_Yang Akan Dikerjakan_.
1 > Jawablah pertanyaan berikut berdasarkan artikel tentang Jakarta.
(a) Siapa yang ingin menguji hikmat Raja Sulaiman secara langsung?
(b) Apa yang disebut sebagai miniatur Indonesia?
(c) Berbeda dari desa yang homogen, kota disebut sebagai tempat berbaurnya apa?
2 > Tuliskan kembali bagian artikel tentang Jakarta, dimulai dari "Berkota itu Berhukum" dan berlanjut sampai "dalam komunitas multikultural.".

Minggu, 24 Juni 2012

Jakarta untuk Manusia


Jakarta untuk Manusia
Yonky Karman ;   Pengajar di Sekolah Tinggi Teologi Jakarta
Sumber :  KOMPAS, 23 Juni 2012


Alkisah, Ratu Negeri Syeba yang telah mendengar tentang kehebatan hikmat Raja Sulaiman ingin mengujinya langsung dengan berkunjung ke kerajaannya. Memang ternyata bagi Sulaiman tak ada pertanyaan yang terlalu sulit untuk dijawab. Namun, yang lebih membuat ratu itu kagum adalah hikmat Sulaiman yang terlihat dalam cara kerja para pegawainya, baik di lingkungan istana maupun pelayanan publik.

Jika kita mengunjungi kota-kota dunia, tertib lalu lintasnya berbanding lurus dengan tata kelola pemerintahan. Kota, apalagi ibu kota, menjadi miniatur negara hukum. Kita pun menghubungkan tertib berkota dengan hikmat kepemimpinan. Cara kerja birokrasi dan penegak hukum di Jakarta adalah miniatur Indonesia.

Berkota itu Berhukum

Berbeda dari karakter desa yang homogen, kota adalah tempat berbaur ragam kultur dan kepentingan. Kota bukan hanya sebuah wilayah administratif, melainkan juga hasil imajinasi multikultural. Berkota adalah meninggalkan karakter primordial dan hidup dalam komunitas multikultural.

_Bagian Data_.

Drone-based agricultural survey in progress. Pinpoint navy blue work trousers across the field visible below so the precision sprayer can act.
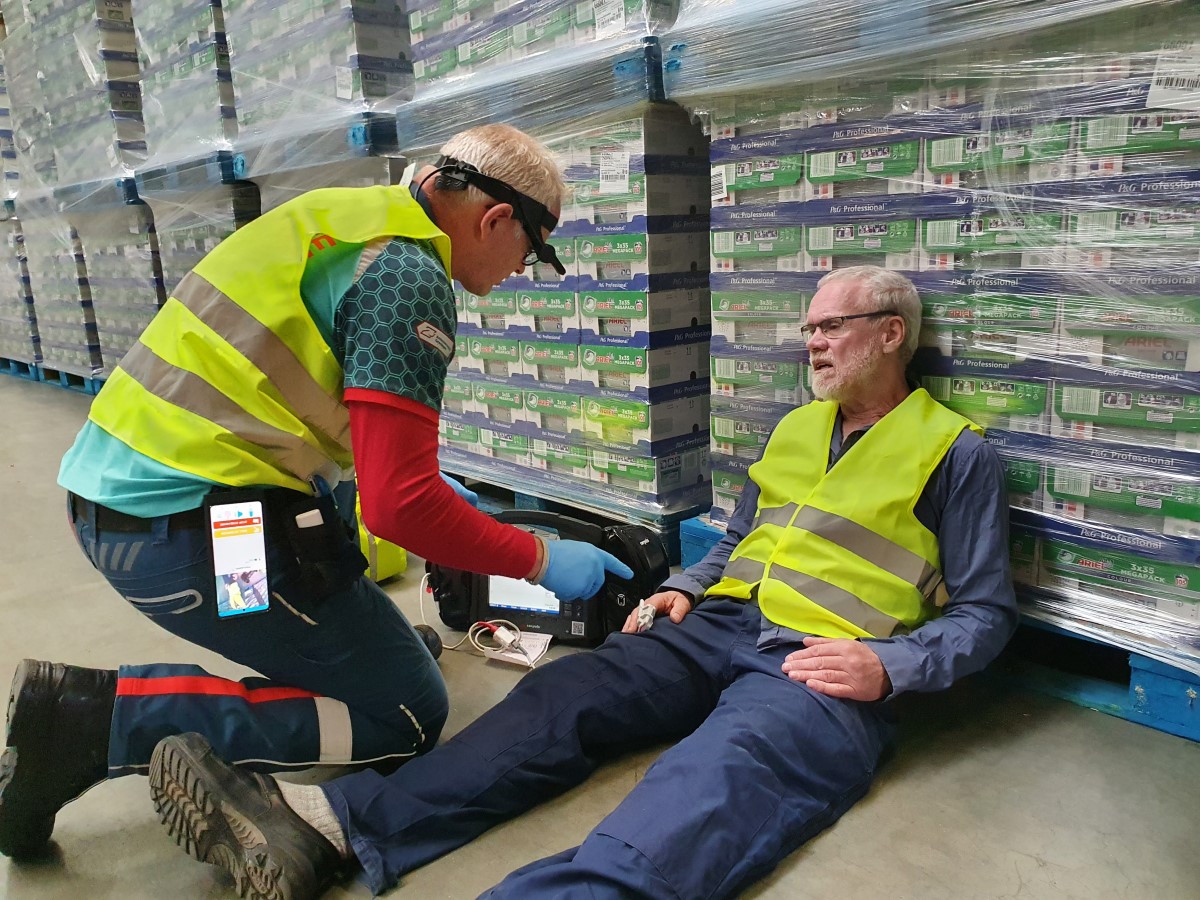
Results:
[68,493,449,778]
[324,600,893,900]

_Jawaban yang Benar_.
1 >
(a) Ratu Negeri Syeba.
(b) Cara kerja birokrasi dan penegak hukum di Jakarta.
(c) Ragam kultur dan kepentingan.

2 >
Berkota itu Berhukum

Berbeda dari karakter desa yang homogen, kota adalah tempat berbaur ragam kultur dan kepentingan. Kota bukan hanya sebuah wilayah administratif, melainkan juga hasil imajinasi multikultural. Berkota adalah meninggalkan karakter primordial dan hidup dalam komunitas multikultural.